- **Selected passage**
Yes, folks, it's all one sentence. And I'm just the guy to take it on, too. The first thing after the rhetorical flourish ("quite obvious") is number confusion: the system of a parent came from their parents. "Obviously," in other words, "in most cases" the ancestors of people living today had entirely homozygous belief systems. That's an assertion that required a K-2 of genealogy, plus a Himalaya or two of extra-genealogical (and even extra-historical) belief-winkling. But the SRR has already completed this vast work! Astoundingly, these creedally pure pedigrees ascend all the way to the originator of the creed in question. Now, if we consider what was formerly believed about, say, the Conversion of the Northern Barbarians, we might see a problem with this. If the inhabitants of England were pagans prior to the advent of Augustine of Canterbury, and if Augustine and his companions were monks and had no children, then on our lecturer's theory the existence of English Christians would seem hard to explain. Indeed, given only the datum that prior to the end of the sixth century all the English were pagans, it would seem to be impossible for any English Christian to claim his creed as an ancestral inheritance descending from, or from the time of, "the originator," whether that person is taken to be Jesus of Nazareth, one or another of his apostles, or all of the apostles collectively. Well, so much for what's "obvious" about "most cases" of belief.

"The originator who introduced the belief system in the first place based on several extraordinary claims written in a book or a scripture ..." But in the cases of Christianity, Buddhism, Islam and Hinduism, there was no "book or scripture" 'till after the originator was gone from the earth, so the originator could hardly have done anything "based on" any kind of claim written therein.

- **Problem A**
Which four religions does the selected passage say had no "book or scripture" until after the originator was gone from the earth?

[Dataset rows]

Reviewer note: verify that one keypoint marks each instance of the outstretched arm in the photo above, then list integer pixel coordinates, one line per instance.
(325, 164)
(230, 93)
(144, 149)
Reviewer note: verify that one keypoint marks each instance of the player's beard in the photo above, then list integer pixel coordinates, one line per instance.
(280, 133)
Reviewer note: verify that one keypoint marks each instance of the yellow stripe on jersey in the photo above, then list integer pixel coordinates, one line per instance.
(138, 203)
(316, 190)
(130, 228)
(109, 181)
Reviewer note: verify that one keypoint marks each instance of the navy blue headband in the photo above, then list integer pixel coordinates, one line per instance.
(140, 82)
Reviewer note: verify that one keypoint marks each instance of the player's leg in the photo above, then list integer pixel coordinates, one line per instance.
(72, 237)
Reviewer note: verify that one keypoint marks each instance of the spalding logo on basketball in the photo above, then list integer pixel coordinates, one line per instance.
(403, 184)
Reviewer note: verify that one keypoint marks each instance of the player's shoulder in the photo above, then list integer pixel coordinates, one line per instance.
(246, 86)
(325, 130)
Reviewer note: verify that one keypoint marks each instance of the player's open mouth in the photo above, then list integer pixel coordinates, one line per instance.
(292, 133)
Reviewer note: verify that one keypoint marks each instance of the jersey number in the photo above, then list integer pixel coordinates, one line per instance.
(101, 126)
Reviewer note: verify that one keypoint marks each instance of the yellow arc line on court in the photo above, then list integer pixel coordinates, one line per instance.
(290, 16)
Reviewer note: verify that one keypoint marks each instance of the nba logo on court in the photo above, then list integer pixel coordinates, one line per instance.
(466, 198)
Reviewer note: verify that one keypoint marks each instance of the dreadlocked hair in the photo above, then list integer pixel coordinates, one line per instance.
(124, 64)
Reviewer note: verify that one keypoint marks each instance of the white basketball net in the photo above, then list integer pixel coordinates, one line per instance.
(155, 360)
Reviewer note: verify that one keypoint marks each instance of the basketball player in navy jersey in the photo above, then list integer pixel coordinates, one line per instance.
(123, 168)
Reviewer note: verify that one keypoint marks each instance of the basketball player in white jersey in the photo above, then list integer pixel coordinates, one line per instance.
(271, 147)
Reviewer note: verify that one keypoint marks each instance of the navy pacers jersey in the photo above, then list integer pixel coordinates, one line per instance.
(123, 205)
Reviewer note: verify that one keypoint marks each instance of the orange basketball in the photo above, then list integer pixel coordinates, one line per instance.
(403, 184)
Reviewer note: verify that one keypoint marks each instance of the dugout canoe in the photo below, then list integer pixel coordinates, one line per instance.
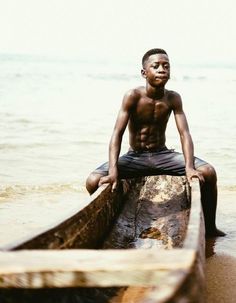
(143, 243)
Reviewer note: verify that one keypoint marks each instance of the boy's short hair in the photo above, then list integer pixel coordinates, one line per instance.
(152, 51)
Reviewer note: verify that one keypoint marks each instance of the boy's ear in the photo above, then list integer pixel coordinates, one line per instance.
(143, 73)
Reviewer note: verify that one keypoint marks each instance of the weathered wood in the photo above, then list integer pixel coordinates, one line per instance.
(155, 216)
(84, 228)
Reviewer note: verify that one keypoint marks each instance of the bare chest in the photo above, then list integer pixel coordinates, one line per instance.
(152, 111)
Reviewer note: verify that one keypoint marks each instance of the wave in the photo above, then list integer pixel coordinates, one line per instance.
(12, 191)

- **Problem B**
Render the stretch of the dataset rows from the line containing "the boy's ear" through the end of the rows as a Markdown table with the columns No. and Line, numbering each line and leaving out blank lines.

- **Right answer A**
Christianity, Buddhism, Islam and Hinduism.

- **Right answer B**
| No. | Line |
|---|---|
| 1 | Reviewer note: verify that one keypoint marks each instance of the boy's ear in the photo above, then list integer pixel coordinates, one line per instance. |
| 2 | (143, 73) |
| 3 | Reviewer note: verify that one keypoint marks each instance of the weathered wood in the photo above, then list integer pixel coordinates, one line per instance. |
| 4 | (155, 216) |
| 5 | (84, 228) |
| 6 | Reviewer note: verify that one keypoint marks each instance of the bare chest in the photo above, then list integer pixel coordinates, one line per instance. |
| 7 | (152, 111) |
| 8 | Reviewer note: verify that one keypoint marks each instance of the wave in the photo above, then list integer pixel coordinates, one line per instance. |
| 9 | (12, 191) |